> [WHAT TO PRODUCE] Print the part of the court case text below starting with "Civil No. 08-1789" and going on through "Defendant Supermercados Grande.", word for word.

> [SOURCE DOCUMENT]
Case ID: f-supp-2d_742/html/0217-01.html
Source: Caselaw Access Project
Author: {"author": "JUAN M. PÉREZ-GIMÉNEZ, District Judge.", "license": "Public Domain", "url": "https://static.case.law/"}
Date Created: 2024-08-24T03:29:51.129683

Carmen Diaz TEXIDOR, Plaintiff v. SUPERMERCADOS GRANDE, et al., Defendants.
    Civil No. 08-1789 (PG).
    United States District Court, D. Puerto Rico.
    Sept. 13, 2010.
    Hector E. Pedrosa-Luna, The Law Offices of Hector E. Pedrosa-Luna, Luis E. Minana, Luis E. Minana & Associates, San Juan, PR, for Plaintiff.
    
      James W. McCartney, Marta L. Rivera-Ruiz, Cando, Nadal, Rivera & Diaz, San Juan, PR, for Defendant Supermercados Grande.
   ORDER

JUAN M. PÉREZ-GIMÉNEZ, District Judge.

> [DATASET EXCERPTS]
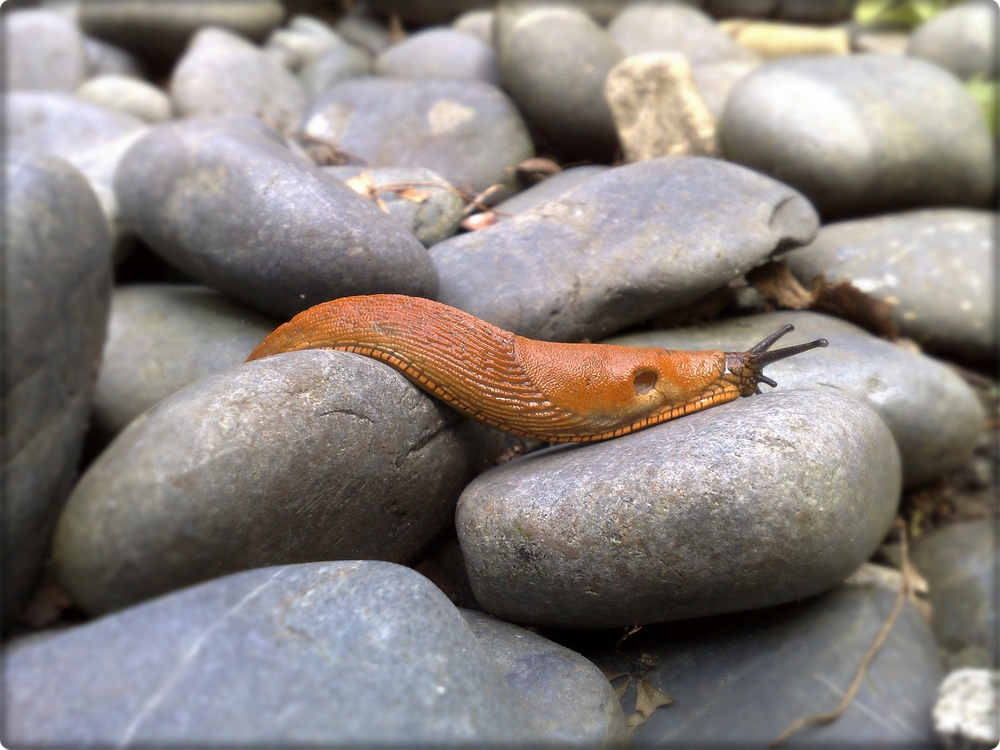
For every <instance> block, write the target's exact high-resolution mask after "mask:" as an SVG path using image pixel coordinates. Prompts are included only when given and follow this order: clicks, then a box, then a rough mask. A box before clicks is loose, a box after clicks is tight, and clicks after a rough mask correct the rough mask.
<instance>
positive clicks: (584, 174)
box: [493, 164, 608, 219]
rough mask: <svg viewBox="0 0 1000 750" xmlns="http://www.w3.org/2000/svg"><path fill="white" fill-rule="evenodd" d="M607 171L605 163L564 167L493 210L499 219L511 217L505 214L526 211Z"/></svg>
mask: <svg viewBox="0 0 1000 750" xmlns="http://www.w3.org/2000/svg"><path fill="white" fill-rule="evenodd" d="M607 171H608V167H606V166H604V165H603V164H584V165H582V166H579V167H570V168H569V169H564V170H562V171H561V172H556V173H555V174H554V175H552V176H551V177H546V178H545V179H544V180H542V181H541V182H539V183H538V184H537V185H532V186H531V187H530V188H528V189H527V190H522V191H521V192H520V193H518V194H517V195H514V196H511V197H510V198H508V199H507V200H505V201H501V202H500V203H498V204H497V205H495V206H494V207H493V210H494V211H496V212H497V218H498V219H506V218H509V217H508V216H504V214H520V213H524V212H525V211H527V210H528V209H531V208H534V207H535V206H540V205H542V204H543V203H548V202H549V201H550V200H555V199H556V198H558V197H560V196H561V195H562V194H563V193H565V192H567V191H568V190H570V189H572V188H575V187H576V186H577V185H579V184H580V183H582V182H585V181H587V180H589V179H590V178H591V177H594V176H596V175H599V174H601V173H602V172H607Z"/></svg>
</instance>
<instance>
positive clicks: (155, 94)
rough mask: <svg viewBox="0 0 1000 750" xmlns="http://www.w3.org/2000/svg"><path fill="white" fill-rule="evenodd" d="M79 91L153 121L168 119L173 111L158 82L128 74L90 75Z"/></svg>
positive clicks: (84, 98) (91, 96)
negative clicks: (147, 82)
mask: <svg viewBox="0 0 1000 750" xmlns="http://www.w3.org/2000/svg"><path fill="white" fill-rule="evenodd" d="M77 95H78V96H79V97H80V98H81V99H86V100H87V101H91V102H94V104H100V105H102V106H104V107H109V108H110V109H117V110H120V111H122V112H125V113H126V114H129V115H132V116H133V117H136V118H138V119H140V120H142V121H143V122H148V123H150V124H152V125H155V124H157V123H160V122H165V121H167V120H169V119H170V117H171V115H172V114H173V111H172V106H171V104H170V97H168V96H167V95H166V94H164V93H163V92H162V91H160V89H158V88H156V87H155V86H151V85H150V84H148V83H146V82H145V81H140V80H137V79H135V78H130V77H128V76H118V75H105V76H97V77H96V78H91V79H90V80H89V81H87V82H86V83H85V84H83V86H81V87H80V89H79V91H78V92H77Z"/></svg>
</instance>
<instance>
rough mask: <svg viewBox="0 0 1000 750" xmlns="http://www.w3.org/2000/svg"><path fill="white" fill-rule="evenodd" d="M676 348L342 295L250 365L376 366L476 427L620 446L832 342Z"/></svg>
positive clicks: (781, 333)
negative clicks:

> [RESULT]
Civil No. 08-1789 (PG).
    United States District Court, D. Puerto Rico.
    Sept. 13, 2010.
    Hector E. Pedrosa-Luna, The Law Offices of Hector E. Pedrosa-Luna, Luis E. Minana, Luis E. Minana & Associates, San Juan, PR, for Plaintiff.
    
      James W. McCartney, Marta L. Rivera-Ruiz, Cando, Nadal, Rivera & Diaz, San Juan, PR, for Defendant Supermercados Grande.